» Description of the task
Please carry on the pancreatic cancer article below from the point where it stops.

--- Excerpt ---

November is National Pancreatic Cancer Awareness Month, a time
to get educated about a disease with staggering statistics and
local ties
n By Kelly Savio Staff Writer
Only 23 percent of people with pancreatic cancer will be living one year after their diagnosis, and only 4 percent will live for five years. The disease kills one person every 17 minutes.
Despite the serious statistics from the American Cancer Society, many people have never heard of pancreatic cancer or aren’t exactly sure what the illness is. Others might remember that in June, pancreatic cancer took the life of Richard “Dick” Nicholls, executive director of the Gilroy Garlic Festival from 1985 to 2004.
“It’s a very nasty disease,” said Dr. Joseph Mason, chief of oncology at Kaiser Permanente Santa Teresa Medical Center.
“If it has spread to the liver, the patient is going to live less than a year. If the tumor hasn’t spread but is advanced, they’ll live a year or two with chemotherapy and an operation. They’ll live longer but will often die anyway. A total cure after having the operation is an exception rather than the rule.”
The mortality rate of pancreatic cancer is in the 90th percentile, Mason said. By the time people with the disease start experiencing symptoms, the cancer has already spread and is too advanced for an operation, he said, and the tumors don’t respond well to treatment.
Renee Armenta of Salinas learned the hard way that the symptoms of pancreatic cancer are often deceptive. Her mother, Mary “Dito” Armenta, was diagnosed with the disease in March 2004.
Mary had been experiencing symptoms for several months but was found other explanations for them, Renee said.
For example: Mary was diabetic, and after returning from a weekend trip to Las Vegas, she noticed her blood sugar was unusually high. But she assumed the culprit was the lavish meals enjoyed on the vacation.
Mary also noticed she was getting tired more easily, but with twin grandchildren, she figured it was just fatigue from to trying to keep up with them.
She also suffered extreme nausea, but when her doctors gave her medication, she didn’t question it further.
When Mary began vomiting in February 2004 and wasn’t able to keep food down, she switched doctors and had tests run. Abnormal results led to an abdominal ultrasound, which showed large masses on her pancreas and liver.
The pancreatic cancer had already spread to her liver, and she died two months after being diagnosed. She was 52.

--- Given records ---

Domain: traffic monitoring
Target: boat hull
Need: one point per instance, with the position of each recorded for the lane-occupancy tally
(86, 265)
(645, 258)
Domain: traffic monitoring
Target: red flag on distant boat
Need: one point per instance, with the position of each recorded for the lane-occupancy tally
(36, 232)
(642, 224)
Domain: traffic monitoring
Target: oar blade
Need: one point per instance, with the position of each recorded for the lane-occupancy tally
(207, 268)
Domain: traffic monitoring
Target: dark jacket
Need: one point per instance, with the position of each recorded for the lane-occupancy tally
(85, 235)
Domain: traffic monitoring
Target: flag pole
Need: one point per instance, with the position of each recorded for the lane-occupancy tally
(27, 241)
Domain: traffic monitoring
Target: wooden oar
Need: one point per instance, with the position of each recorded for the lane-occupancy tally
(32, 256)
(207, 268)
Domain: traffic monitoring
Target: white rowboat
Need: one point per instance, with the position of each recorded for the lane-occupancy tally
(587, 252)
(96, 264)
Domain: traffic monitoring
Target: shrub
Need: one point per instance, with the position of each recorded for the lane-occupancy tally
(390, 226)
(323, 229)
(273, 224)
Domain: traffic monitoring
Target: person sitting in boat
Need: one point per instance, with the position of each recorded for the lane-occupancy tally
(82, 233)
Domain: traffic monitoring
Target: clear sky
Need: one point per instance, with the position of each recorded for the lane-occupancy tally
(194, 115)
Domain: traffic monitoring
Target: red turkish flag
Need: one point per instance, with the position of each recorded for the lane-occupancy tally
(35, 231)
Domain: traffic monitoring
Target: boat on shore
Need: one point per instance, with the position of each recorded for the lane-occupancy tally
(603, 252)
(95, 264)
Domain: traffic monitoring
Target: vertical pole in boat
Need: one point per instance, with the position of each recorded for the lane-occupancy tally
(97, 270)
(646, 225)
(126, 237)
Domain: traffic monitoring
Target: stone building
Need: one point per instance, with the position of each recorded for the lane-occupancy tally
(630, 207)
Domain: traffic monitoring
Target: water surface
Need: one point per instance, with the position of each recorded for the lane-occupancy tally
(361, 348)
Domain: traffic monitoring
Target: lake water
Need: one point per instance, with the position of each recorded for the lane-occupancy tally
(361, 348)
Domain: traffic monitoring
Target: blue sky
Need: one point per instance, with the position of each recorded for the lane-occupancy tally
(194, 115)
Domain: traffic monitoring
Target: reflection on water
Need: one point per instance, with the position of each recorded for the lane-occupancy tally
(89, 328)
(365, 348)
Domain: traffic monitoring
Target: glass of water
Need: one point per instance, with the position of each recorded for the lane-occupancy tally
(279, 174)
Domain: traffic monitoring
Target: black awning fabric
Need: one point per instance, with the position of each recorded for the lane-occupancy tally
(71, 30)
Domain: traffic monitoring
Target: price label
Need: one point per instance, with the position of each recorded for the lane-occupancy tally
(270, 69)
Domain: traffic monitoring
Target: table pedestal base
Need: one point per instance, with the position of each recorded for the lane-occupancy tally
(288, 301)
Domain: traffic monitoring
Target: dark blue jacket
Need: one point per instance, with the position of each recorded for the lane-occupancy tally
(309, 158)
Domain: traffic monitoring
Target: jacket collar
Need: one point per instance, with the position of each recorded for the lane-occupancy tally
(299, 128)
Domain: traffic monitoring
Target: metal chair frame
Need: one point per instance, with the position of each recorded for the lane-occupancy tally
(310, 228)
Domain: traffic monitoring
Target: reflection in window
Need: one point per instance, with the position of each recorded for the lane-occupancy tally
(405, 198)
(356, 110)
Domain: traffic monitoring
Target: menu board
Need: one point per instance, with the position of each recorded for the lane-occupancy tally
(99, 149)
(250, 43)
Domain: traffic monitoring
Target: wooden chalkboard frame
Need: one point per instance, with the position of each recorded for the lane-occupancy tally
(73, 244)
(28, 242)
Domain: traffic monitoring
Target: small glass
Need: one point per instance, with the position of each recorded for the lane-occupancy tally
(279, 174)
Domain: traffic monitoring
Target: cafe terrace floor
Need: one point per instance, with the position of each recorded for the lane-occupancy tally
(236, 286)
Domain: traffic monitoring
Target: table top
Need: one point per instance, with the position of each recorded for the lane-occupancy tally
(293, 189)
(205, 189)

---

» Answer box
“By the time she was diagnosed, it was the end stages of the cancer,” Renee Armenta said. “Your mother’s not supposed to die when she’s 52. She’s supposed to grow old and see her grandchildren grow up. It was really hard.”
Like Mary Armenta, people diagnosed with pancreatic cancer don’t have many options for treatment. Only two drugs have been approved by the FDA to specifically treat pancreatic cancer, said Jennifer Wells, a pancreatic cancer patient consultant with the FDA’s oncological drug evaluation committee. Gemcitabine was approved in 1995, and Tarceva was approved just two weeks ago.
“The drugs we have available just haven’t worked well for pancreatic cancer,” Mason said. “We have a huge list of chemotherapy drugs that don’t work and have only found these few that do.”
Part of the problem in finding additional drugs to treat pancreatic cancer is keeping people with the disease alive long enough to see how different treatments work, according to the American Cancer Society.
The symptoms of the disease can include back pain if the tumor grows outward toward the rear of the body. Jaundice – the yellowing of the skin and eyes – can occur if the tumor blocks the bile duct, which is near the pancreas, Mason said.
The pancreas has two functions: It makes an insulin hormone that helps control blood sugar levels, and it makes digestive enzymes that help digest fat and proteins in the intestines, Mason said.
Diabetics are twice as likely to get pancreatic cancer, and people with immediate family members who have had pancreatic cancer have a 5 to 10 percent higher chance of getting the disease, Mason said. Smokers also have a significantly increased risk.